» PASSAGE GIVEN:
· · · · · · ·
Dedication to A. Harry Klopf (AFOSR): A heterostatic theory of adaptive systems

… systems that try to maximize something (whatever that might be) are
qualitatively different from equilibrium- seeking systems, …
maximizing systems hold the key to understanding important aspects
of natural intelligence and for building artificial intelligences.
(Sutton & Barto, 2018, p. xv)

Preface to the First Edition

Interest began in 1979, based on A. Harry Klopf’s heterostatic theory of adaptive systems

… the idea of a learning system that wants something,
that adapts its behavior in order to maximize a special signal from its environment.
This was the idea of a “hedonistic” learning system, or, as we would say now,
the idea of reinforcement learning.
(Sutton & Barto, 2018, p. xvii)

RL as “learning from interaction to achieve goals” (p. xviii), critical step: How to get something from the environment.

1.1 Chapter 1: Introduction

A computational approach to learning from interacting with the environment:

Learning from interaction is a foundational idea underlying nearly all theories of learning and intelligence.
(Sutton & Barto, 2018, p. 1)

Definition:

Reinforcement learning is learning what to do — how to map situations to actions — so as to maximize a numerical reward signal.
The learner is not told which actions to take, but instead must discover which actions yield the most reward by trying them.
(Sutton & Barto, 2018, p. 1)

Actions may not only affect immediate rewards, but also subsequent rewards.
· · · · · · ·
» EXTRACTED INFORMATION:
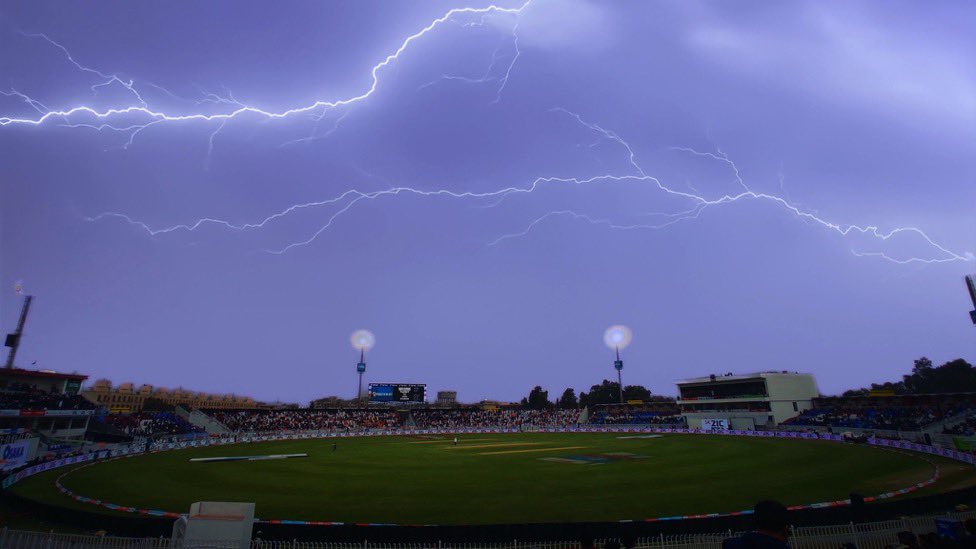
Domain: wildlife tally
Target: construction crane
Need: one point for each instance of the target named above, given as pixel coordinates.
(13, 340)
· · · · · · ·
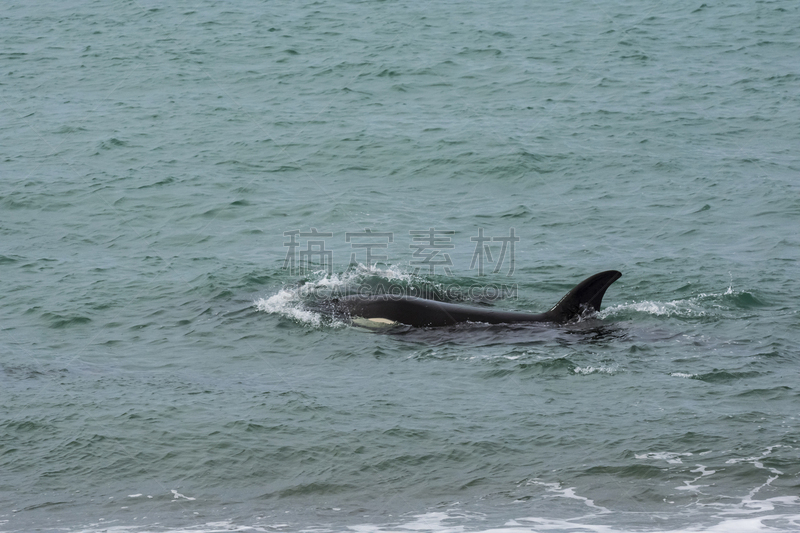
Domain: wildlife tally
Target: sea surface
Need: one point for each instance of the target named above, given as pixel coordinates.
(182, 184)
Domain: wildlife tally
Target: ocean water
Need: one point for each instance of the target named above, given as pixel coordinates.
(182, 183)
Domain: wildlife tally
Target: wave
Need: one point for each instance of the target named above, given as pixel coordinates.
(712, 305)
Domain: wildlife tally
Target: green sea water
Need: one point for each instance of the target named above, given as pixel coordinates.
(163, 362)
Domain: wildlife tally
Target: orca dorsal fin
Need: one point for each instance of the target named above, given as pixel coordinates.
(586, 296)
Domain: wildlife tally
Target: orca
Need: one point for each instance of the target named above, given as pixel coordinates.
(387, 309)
· · · · · · ·
» PROBLEMS TO WORK ON:
a: Answer these from the reinforcement learning notes:
(i) In what year did interest begin, according to the preface section?
(ii) What phrase from page xviii is used to describe RL?
(iii) According to the definition, what does reinforcement learning aim to maximize?
b: Carry on the reinforcement learning notes from their last sentence.
The lines above are not needed for this work.

» SET OF ANSWERS:
a:
(i) 1979
(ii) "learning from interaction to achieve goals"
(iii) A numerical reward signal

b:
The two most important distinguishing features of reinforcement learning (p. 2):

  • trial-and-error search
  • delayed reward

RL as (a) a problem, (b) a class of solution methods, and (c) the field that studies both problems and solution methods.

Capture the most important aspects of the real problem facing a learning agent interacting over time with its environment to achieve a goal.

Markov decision processes (MDP) include 3 aspects:

  • sensation,
  • action, and
  • goal.

A learning agent must be able to sense the state of its environment and take actions that affect the state. The agent also must have a goal or goals relating to the state of the environment. Any method that is well suited to solving such problems is considered a RL method.

RL as a genuine paradigm in machine learning (ML) that differs from supervised learning and unsupervised learning:

  • Difference to supervised learning: In supervised learning, the learner is provided with examples (ideally representative data) and corresponding solutions. Task: Generalize from (representative) data to detect a pattern.
    By contrast, RL learns from experience without representative examples and correct solutions.

  • Difference to unsupervised learning: In unsupervised learning, a learner aims to discover structure hidden in unlabeled data.
    By contrast, RL aims to maximize reward (rather than discover structure).

Note: Trade-off between exploration and exploitation does not arise in other learning paradigms.

1.1.1 Key challenges arising in RL

  1. Trade-off between and need to balance exploration and exploitation:
  • exploration: Discover and evaluate actions, improve future actions.

  • exploitation: Use past experience to maximize reward, exploit experienced based on past actions.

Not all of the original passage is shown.